## Document extract

Vapourised Hydrogen Peroxide (VHP) Robots in trains. Credit: MTR
HONG KONG - Since the first COVID-19 cases were confirmed in Hong Kong earlier this year, the city has seen its citizens, private businesses and public sector come together and work tirelessly around the clock to keep everyone as safe and everything functioning as smoothly as possible.
From small businesses taking extra precautions to public institutions setting the tone for the way forward, the city has continued to tick, allowing residents to interact responsibly with one another during this extraordinary time.
Safety in Technology
Hong Kong's public transportation system is easily one of the most efficient in the world. Leading the way is train service company MTR Corporation, which recently started to utilise an army of Vapourised Hydrogen Peroxide (VHP) Robots to decontaminate its train carriages and stations.
High-contact station facilities, like ticket issuing machines, elevator buttons, and handrails are disinfected with bleach solution every two hours. Even the air conditioner filters on the trains are washed and replaced at more frequent intervals than before.
Intelligent Sterilisation Robots (ISRs) at Hong Kong International Airport. Credit: HKIA
At Hong Kong International Airport (HKIA), Intelligent Sterilisation Robots (ISRs) have been deployed to sterilise germs and viruses using a combination of UV light technology, 360-degree spray nozzles, and air filters. These technologies were developed in Hong Kong, but the robots were previously used only in hospitals.
Most taxi drivers these days are driving with face masks on as a courtesy to their passengers, and many taxis have bottles of hand sanitiser attached to the back of the driver's seat for riders to use at their convenience.

## Task directions
According to the article on Hong Kong's COVID-19 precautions, how often are high-contact station facilities disinfected with bleach solution? Please answer briefly.

## Extracted material
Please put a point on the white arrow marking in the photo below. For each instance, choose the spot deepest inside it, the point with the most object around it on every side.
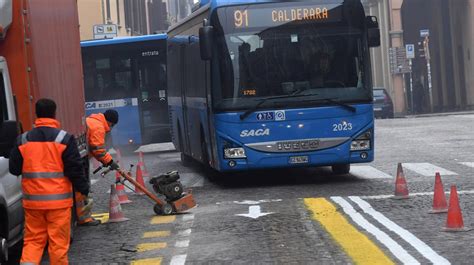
(254, 212)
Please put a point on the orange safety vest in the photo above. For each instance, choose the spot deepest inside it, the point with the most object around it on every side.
(43, 182)
(97, 128)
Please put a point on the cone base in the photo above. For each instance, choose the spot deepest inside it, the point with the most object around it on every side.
(118, 220)
(400, 197)
(434, 211)
(463, 229)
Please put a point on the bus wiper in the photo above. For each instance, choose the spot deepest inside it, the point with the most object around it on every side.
(344, 105)
(263, 100)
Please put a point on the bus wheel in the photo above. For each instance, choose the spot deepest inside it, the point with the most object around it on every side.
(341, 169)
(186, 160)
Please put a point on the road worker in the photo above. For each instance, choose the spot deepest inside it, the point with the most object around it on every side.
(48, 160)
(98, 126)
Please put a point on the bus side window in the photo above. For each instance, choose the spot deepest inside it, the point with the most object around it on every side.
(3, 99)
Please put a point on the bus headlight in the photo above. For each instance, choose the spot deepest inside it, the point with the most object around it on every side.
(358, 145)
(230, 153)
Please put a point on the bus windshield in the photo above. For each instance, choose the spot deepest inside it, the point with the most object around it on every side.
(321, 60)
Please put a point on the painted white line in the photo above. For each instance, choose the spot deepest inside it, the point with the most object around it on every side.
(178, 260)
(186, 232)
(469, 164)
(427, 169)
(375, 197)
(398, 251)
(368, 172)
(182, 244)
(411, 239)
(188, 217)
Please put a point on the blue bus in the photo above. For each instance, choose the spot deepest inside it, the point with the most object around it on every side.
(272, 84)
(128, 74)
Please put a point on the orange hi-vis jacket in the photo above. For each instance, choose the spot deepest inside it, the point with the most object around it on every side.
(41, 156)
(97, 128)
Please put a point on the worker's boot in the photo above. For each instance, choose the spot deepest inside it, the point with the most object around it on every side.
(92, 222)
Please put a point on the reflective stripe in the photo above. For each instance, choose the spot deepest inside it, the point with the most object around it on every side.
(45, 175)
(60, 136)
(51, 197)
(96, 147)
(101, 155)
(23, 138)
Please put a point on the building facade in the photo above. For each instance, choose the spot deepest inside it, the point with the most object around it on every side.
(132, 17)
(442, 72)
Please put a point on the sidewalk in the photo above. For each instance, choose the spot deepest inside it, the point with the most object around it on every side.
(438, 114)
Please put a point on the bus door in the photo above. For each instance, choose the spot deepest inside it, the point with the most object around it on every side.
(186, 148)
(153, 101)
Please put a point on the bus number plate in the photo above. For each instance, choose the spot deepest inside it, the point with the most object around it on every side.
(299, 159)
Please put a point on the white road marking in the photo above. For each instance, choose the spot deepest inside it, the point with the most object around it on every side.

## Your response
Every two hours.